**EXERCICE PROPOSÉ 1**
Filtrez les entrées en recopiant chaque ligne qui contient la chaîne « fabric ». La casse doit être respectée.

**EXTRAIT CHOISI**
Ces deux partis politiques occupent, dans un affrontement qui dure depuis plus de 150 ans, 99,9% de l'espace politico-médiatique aux États-Unis, devenus un modèle du bipartisme. D'autres formations existent mais sans aucune chance d'obtenir des élus aux plus hauts postes parlementaires ou exécutifs. Tous les élus au congrès, tous les sénateurs et tous les gouverneurs sont issus du Parti Démocrate ou du Parti Républicain. Parmi les quelques partis dits indépendants, condamnés à l'isolement, on retrouve le Libertarian Party, le Green Party ou encore le Reform Party.
C'est à ce dernier que je veux m'intéresser, et plus particulièrement à son candidat pour cette élection: Ralph Nader (en V.O.). Le moins que l'on puisse dire, c'est que cet homme n'est pas un nouveau venu puisqu'il participe à sa cinquième campagne présidentielle. Une expérience considérable dont le fait d'arme le plus célèbre, même s'il est tout à fait discutable, est d'être tenu responsable de la défaite d'Al Gore en 2000. Il était alors candidat du Green Party et de nombreux observateurs politiques et sympathisants démocrates jugent encore que son retrait aurait certainement envoyé le vice-président de Bill Clinton à la Maison Blanche. Ceci acheva de l'isoler politiquement des républicains comme des démocrates, et de le réduire au rôle de troisième homme. Aux États-Unis, bien plus qu'en France, ce troisième rôle est en fait celui d'un figurant dont les scènes sont coupées au montage.
Tour à tour activiste politique, auteur, maître de conférence et avocat défendant les consommateurs*, il s'est toujours appliqué à défendre les intérêts de ses concitoyens dans un langage de vérité. Un langage qu'il tient aujourd'hui en tant que candidat et qui contraste avec celui de ses adversaires comme le noir contraste avec le blanc, la réalité avec le rêve américain. Ralph Nader porte des thèmes qui lui tiennent particulièrement à cœur: la lutte contre la corruption, le respect des institutions et de leur esprit, l'environnement ou encore le pluralisme et l'intégrité politiques. De quoi faire sourciller plus d'un sympathisant MoDem...

**EXERCICE PROPOSÉ 2**
Dupliquez un passage de l'extrait consacré à Ralph Nader. Commencez aux mots « C'est à ce dernier » et arrêtez-vous après « coupées au montage. ».

**DONNÉES À TRAITER**
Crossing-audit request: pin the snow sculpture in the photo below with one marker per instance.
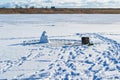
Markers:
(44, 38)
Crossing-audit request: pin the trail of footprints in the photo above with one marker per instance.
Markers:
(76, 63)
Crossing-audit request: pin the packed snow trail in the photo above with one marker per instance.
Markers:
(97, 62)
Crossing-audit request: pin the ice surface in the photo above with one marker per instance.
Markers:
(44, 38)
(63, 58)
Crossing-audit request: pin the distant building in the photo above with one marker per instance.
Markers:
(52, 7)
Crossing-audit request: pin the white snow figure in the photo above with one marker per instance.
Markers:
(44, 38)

* * *

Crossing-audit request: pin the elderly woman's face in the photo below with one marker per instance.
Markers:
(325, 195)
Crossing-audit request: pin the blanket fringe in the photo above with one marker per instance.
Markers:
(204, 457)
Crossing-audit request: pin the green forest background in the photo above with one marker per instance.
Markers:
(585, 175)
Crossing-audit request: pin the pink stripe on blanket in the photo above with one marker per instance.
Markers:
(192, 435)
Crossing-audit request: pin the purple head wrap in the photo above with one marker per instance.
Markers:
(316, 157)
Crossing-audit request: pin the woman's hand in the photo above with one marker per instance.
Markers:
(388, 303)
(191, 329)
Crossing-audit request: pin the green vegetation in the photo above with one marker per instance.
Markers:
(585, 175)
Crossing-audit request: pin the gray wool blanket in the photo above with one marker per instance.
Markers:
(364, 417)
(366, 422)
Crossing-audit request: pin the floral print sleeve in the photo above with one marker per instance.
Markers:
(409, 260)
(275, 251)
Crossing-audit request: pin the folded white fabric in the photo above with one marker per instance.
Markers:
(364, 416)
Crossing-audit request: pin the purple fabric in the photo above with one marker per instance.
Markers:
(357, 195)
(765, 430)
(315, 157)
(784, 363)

...

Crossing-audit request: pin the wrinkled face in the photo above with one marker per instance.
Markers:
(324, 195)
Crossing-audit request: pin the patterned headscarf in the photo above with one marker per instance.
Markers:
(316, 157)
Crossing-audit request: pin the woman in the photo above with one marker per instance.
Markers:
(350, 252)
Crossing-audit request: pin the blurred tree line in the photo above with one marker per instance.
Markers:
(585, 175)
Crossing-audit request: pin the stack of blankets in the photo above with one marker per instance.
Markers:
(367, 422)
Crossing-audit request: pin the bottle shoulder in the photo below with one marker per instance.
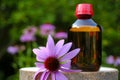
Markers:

**RÉPONSE 1**
Crossing-audit request: pin the folded white fabric in the photo above with one marker per instance.
Crossing-audit request: pin the purple fabric in the photo above with one marker per instance.

**RÉPONSE 2**
C'est à ce dernier que je veux m'intéresser, et plus particulièrement à son candidat pour cette élection: Ralph Nader (en V.O.). Le moins que l'on puisse dire, c'est que cet homme n'est pas un nouveau venu puisqu'il participe à sa cinquième campagne présidentielle. Une expérience considérable dont le fait d'arme le plus célèbre, même s'il est tout à fait discutable, est d'être tenu responsable de la défaite d'Al Gore en 2000. Il était alors candidat du Green Party et de nombreux observateurs politiques et sympathisants démocrates jugent encore que son retrait aurait certainement envoyé le vice-président de Bill Clinton à la Maison Blanche. Ceci acheva de l'isoler politiquement des républicains comme des démocrates, et de le réduire au rôle de troisième homme. Aux États-Unis, bien plus qu'en France, ce troisième rôle est en fait celui d'un figurant dont les scènes sont coupées au montage.